● **SET PROBLEM**
Write out only the lines of the records that start with the line containing "TARGET = knuckle" and go on through the line containing "column 267, row 561", keeping each one unchanged.

+-------+

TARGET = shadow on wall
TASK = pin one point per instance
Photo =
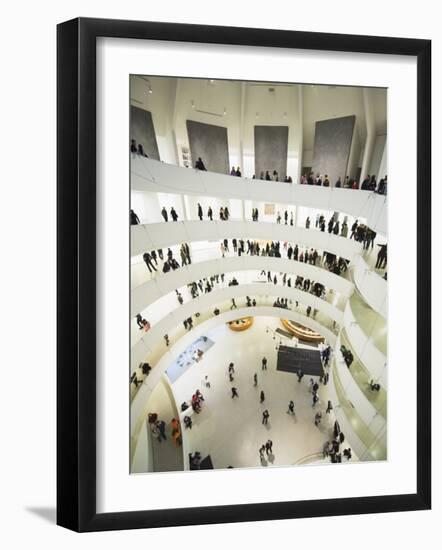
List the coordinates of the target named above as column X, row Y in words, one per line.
column 143, row 132
column 332, row 147
column 210, row 143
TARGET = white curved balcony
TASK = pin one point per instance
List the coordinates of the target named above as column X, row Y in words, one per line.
column 368, row 412
column 372, row 287
column 207, row 302
column 368, row 441
column 161, row 235
column 165, row 356
column 147, row 293
column 362, row 378
column 154, row 176
column 367, row 339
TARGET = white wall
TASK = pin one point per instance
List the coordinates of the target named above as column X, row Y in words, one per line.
column 29, row 505
column 376, row 159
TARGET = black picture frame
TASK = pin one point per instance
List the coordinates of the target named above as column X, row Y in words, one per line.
column 76, row 273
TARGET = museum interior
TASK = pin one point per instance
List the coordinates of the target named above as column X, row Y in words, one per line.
column 258, row 238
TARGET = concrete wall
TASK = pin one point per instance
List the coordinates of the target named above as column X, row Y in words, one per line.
column 142, row 131
column 271, row 147
column 333, row 140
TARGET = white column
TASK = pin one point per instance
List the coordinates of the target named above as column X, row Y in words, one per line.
column 371, row 132
column 301, row 131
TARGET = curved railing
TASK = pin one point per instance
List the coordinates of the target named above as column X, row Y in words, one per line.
column 207, row 302
column 368, row 441
column 162, row 235
column 161, row 356
column 367, row 338
column 164, row 283
column 154, row 176
column 372, row 287
column 355, row 381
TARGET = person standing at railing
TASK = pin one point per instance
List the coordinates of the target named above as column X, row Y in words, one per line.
column 134, row 219
column 173, row 214
column 199, row 164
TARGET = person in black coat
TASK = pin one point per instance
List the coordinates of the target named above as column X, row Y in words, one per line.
column 134, row 219
column 199, row 164
column 148, row 261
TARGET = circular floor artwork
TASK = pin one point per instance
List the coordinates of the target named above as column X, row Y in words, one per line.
column 302, row 332
column 241, row 324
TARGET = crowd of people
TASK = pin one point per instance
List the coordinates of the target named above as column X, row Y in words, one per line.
column 360, row 232
column 158, row 428
column 368, row 184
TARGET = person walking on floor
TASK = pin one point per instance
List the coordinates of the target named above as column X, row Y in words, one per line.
column 265, row 416
column 148, row 261
column 134, row 219
column 318, row 418
column 262, row 451
column 162, row 428
column 173, row 214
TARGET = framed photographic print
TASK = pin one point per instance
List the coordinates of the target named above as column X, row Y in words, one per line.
column 243, row 298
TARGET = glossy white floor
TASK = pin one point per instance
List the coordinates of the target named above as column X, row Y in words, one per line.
column 231, row 430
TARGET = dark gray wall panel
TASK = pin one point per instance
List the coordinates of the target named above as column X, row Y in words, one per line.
column 143, row 131
column 332, row 146
column 271, row 146
column 210, row 143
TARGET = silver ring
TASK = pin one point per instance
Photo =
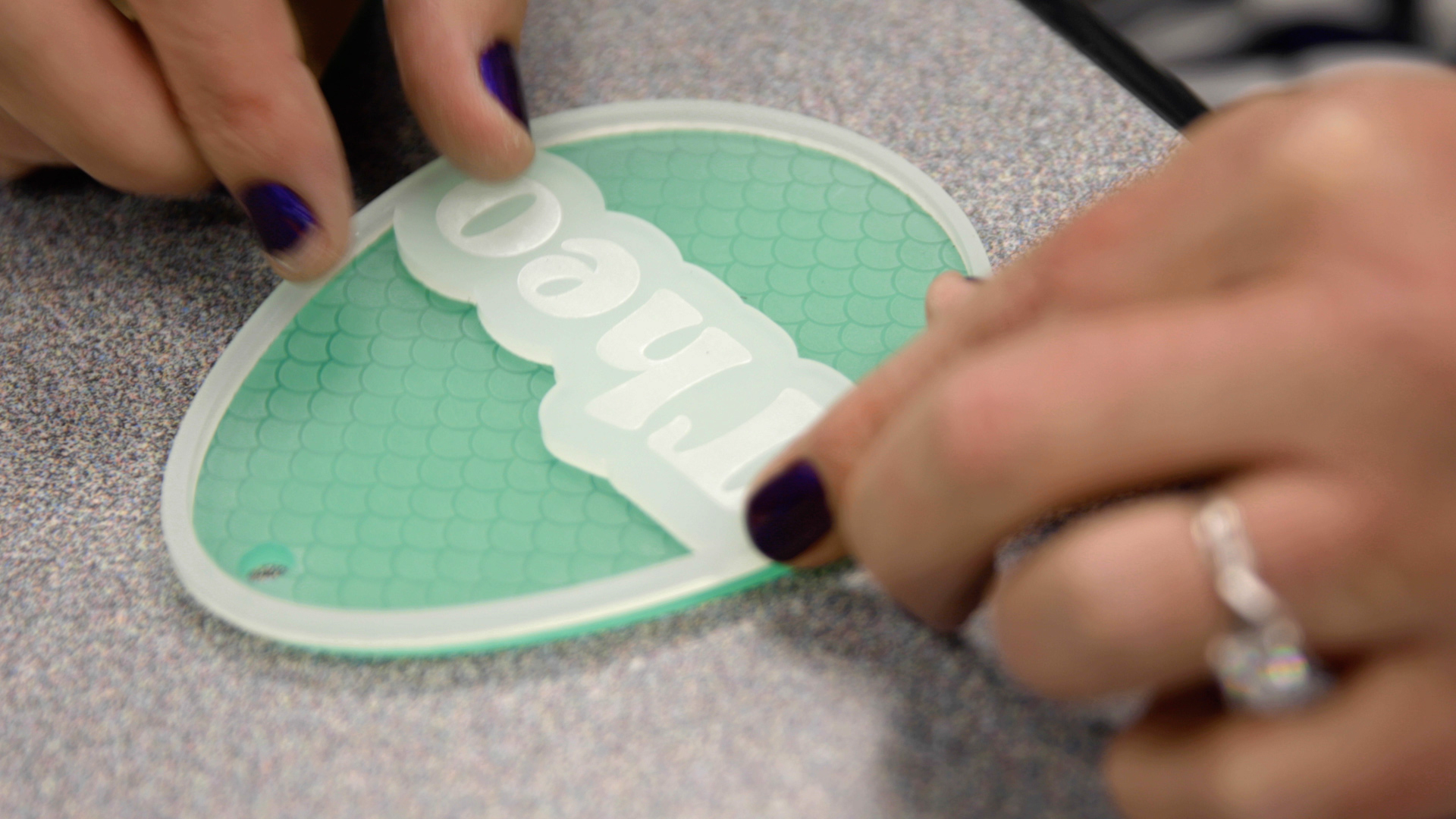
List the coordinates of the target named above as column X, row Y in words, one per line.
column 1261, row 664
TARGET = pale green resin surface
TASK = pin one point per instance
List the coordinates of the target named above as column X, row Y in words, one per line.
column 386, row 453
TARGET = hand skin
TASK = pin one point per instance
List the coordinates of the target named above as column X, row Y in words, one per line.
column 199, row 91
column 1273, row 311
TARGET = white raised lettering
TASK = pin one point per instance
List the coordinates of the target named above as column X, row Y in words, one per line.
column 598, row 290
column 712, row 464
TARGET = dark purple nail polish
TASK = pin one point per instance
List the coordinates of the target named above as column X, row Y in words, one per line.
column 504, row 80
column 788, row 515
column 280, row 215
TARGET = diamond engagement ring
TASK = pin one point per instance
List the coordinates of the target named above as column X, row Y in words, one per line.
column 1261, row 664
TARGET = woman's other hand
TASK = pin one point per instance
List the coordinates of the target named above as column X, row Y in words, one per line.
column 1273, row 312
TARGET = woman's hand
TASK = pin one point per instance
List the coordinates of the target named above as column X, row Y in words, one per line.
column 197, row 91
column 1273, row 312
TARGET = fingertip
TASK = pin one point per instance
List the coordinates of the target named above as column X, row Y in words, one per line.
column 299, row 243
column 788, row 515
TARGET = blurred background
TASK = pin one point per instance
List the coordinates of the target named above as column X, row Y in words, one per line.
column 1228, row 49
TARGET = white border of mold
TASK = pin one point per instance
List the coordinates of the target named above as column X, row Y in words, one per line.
column 513, row 620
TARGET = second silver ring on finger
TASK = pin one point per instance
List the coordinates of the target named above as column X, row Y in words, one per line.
column 1261, row 664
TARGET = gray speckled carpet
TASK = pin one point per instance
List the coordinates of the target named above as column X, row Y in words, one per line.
column 810, row 697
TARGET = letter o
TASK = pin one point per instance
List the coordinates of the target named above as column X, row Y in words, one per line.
column 525, row 234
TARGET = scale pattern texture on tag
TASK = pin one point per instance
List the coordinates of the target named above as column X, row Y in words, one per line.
column 366, row 472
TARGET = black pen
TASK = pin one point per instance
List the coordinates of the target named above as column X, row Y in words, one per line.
column 1158, row 89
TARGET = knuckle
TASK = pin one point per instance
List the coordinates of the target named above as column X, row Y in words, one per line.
column 981, row 423
column 1332, row 145
column 237, row 117
column 155, row 174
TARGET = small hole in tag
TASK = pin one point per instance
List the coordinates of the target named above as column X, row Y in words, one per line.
column 492, row 218
column 267, row 572
column 267, row 561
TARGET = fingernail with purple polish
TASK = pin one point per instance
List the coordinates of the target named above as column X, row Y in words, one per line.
column 280, row 215
column 789, row 513
column 503, row 79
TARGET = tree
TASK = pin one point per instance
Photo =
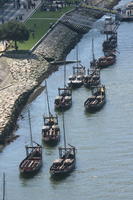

+-------+

● **RESPONSE BELOW**
TARGET = knuckle
TASK = pin one point per instance
List the coordinates of the target named above as column X, row Y in words, one per line.
column 981, row 423
column 1332, row 145
column 237, row 117
column 155, row 174
TARGET = small hole in tag
TASK = pin one point per instance
List the coordinates of the target named above as column X, row Y in words, one per line.
column 492, row 218
column 267, row 572
column 267, row 561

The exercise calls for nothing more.